• [Exercise task]:
Filter the material below, keeping only the lines that contain the string "bench". Copy each of those lines in full.

• [Exercise material]:
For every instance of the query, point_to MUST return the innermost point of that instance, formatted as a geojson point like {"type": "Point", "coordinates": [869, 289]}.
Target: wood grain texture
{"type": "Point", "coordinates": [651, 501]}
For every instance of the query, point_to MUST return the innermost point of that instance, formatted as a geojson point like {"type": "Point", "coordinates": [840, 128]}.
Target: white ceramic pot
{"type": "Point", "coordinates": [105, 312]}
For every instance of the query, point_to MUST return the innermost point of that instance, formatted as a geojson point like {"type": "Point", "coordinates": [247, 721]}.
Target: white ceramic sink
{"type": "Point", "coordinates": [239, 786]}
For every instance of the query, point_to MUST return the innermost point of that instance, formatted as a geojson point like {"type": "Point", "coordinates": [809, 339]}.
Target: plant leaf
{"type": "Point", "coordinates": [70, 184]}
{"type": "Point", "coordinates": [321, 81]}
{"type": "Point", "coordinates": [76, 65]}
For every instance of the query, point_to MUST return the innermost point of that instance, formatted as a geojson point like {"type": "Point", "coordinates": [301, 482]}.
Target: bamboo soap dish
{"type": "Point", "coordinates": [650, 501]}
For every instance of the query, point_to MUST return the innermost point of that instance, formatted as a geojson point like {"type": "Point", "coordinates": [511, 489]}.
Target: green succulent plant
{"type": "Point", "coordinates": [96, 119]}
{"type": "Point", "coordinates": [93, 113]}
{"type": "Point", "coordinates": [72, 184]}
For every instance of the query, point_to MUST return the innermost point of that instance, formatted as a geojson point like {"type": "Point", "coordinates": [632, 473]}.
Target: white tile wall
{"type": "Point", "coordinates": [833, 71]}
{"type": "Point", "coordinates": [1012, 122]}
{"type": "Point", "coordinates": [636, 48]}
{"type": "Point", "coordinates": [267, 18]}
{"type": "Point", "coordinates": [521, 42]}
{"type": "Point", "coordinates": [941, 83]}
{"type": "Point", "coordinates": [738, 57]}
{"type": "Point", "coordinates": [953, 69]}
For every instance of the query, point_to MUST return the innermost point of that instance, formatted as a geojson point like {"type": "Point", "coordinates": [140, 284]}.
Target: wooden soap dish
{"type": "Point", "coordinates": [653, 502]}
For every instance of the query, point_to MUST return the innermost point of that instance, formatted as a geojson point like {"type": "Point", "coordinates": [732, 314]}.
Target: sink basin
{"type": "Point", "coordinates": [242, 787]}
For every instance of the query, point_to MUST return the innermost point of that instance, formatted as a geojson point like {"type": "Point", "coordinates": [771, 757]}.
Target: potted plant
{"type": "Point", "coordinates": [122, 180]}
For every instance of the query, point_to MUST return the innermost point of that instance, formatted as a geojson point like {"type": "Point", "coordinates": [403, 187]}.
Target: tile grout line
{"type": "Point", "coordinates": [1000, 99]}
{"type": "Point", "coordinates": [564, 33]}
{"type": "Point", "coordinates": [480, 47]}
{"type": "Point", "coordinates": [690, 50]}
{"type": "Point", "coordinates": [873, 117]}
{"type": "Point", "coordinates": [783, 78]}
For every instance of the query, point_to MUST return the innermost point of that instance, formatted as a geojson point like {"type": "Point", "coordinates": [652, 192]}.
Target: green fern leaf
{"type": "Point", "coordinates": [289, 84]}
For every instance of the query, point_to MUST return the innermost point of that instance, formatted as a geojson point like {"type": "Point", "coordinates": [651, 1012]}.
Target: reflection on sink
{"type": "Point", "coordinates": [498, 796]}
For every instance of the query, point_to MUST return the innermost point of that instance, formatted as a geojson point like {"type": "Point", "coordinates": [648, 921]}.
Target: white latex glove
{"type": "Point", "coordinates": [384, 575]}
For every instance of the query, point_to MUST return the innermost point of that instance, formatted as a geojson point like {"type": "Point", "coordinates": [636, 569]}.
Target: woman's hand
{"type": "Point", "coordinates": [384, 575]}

---

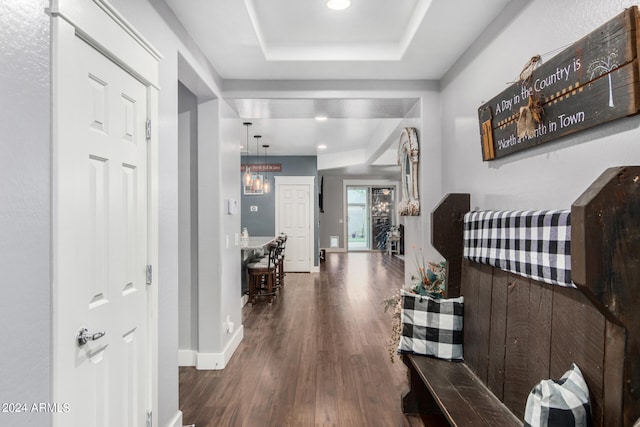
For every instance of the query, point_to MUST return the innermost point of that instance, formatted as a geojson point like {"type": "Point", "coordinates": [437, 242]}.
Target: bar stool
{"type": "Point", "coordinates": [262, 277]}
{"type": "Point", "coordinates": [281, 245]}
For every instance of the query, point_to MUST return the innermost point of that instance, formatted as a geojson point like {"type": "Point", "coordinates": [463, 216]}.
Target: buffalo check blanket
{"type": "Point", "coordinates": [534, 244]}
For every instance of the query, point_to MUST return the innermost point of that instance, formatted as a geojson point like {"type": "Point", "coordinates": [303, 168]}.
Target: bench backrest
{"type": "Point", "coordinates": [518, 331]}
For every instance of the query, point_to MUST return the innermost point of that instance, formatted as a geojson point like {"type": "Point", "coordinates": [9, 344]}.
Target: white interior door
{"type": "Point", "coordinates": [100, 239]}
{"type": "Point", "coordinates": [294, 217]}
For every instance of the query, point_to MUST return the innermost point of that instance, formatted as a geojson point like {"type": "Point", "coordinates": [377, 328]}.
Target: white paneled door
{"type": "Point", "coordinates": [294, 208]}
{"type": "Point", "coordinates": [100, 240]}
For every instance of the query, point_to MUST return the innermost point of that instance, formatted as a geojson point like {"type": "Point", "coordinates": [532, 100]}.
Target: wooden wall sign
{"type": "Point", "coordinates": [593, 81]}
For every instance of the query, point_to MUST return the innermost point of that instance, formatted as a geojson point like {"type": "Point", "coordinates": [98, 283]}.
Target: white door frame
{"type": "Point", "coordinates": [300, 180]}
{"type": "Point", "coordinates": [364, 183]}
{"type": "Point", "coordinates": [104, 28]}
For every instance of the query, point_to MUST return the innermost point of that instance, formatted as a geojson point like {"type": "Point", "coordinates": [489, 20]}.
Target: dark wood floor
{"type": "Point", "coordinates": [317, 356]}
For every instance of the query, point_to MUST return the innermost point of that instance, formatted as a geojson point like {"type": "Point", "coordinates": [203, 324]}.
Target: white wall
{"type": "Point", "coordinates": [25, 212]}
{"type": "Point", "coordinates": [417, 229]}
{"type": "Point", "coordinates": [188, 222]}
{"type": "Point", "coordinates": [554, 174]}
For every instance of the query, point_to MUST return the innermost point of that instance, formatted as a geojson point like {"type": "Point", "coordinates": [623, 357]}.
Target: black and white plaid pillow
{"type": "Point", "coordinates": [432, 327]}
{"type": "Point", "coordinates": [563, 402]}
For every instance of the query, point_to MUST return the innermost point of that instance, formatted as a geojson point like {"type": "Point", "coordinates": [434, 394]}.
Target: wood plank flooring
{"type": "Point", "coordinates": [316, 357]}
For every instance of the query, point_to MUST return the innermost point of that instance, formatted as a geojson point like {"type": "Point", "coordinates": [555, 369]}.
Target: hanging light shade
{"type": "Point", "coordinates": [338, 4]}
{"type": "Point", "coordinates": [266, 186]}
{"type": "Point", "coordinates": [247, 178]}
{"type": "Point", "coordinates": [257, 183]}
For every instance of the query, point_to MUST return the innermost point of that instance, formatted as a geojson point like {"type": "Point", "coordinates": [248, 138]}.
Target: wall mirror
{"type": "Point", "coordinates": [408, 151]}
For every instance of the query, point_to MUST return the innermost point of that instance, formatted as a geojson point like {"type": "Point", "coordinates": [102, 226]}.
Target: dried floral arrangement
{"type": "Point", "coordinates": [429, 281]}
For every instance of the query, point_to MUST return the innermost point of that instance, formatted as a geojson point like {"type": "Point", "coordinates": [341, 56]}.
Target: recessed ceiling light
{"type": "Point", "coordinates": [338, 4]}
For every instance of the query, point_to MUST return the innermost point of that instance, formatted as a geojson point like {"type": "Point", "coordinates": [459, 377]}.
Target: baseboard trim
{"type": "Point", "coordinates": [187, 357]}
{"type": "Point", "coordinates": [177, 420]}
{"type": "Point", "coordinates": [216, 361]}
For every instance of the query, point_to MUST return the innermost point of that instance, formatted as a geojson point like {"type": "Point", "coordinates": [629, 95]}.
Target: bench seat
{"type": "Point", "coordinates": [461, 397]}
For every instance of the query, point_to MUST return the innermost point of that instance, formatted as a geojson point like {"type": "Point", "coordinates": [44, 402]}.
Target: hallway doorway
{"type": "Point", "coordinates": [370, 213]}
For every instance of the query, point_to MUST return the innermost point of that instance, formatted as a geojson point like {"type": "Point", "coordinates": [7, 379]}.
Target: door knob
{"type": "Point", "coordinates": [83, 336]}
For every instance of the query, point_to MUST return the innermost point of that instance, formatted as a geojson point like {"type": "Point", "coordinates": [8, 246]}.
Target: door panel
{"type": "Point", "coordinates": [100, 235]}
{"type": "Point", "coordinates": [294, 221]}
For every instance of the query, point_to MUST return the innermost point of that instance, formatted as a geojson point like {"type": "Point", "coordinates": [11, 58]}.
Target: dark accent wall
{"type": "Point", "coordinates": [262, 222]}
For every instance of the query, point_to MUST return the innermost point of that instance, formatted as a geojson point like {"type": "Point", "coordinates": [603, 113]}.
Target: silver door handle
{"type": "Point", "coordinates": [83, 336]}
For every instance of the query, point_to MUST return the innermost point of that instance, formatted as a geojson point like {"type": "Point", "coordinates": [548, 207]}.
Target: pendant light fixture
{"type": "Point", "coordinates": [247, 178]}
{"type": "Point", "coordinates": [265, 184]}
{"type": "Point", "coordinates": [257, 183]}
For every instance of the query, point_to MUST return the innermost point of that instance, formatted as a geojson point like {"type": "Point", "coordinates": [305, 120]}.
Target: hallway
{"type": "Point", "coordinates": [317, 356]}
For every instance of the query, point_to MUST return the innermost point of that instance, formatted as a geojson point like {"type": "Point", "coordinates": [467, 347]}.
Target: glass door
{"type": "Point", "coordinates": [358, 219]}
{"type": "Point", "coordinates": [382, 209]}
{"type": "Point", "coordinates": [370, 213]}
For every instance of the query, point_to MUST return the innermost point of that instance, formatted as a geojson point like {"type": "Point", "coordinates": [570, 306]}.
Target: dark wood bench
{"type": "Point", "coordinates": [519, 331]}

• [Result of the task]:
Target: bench backrest
Target: bench seat
Target: dark wood bench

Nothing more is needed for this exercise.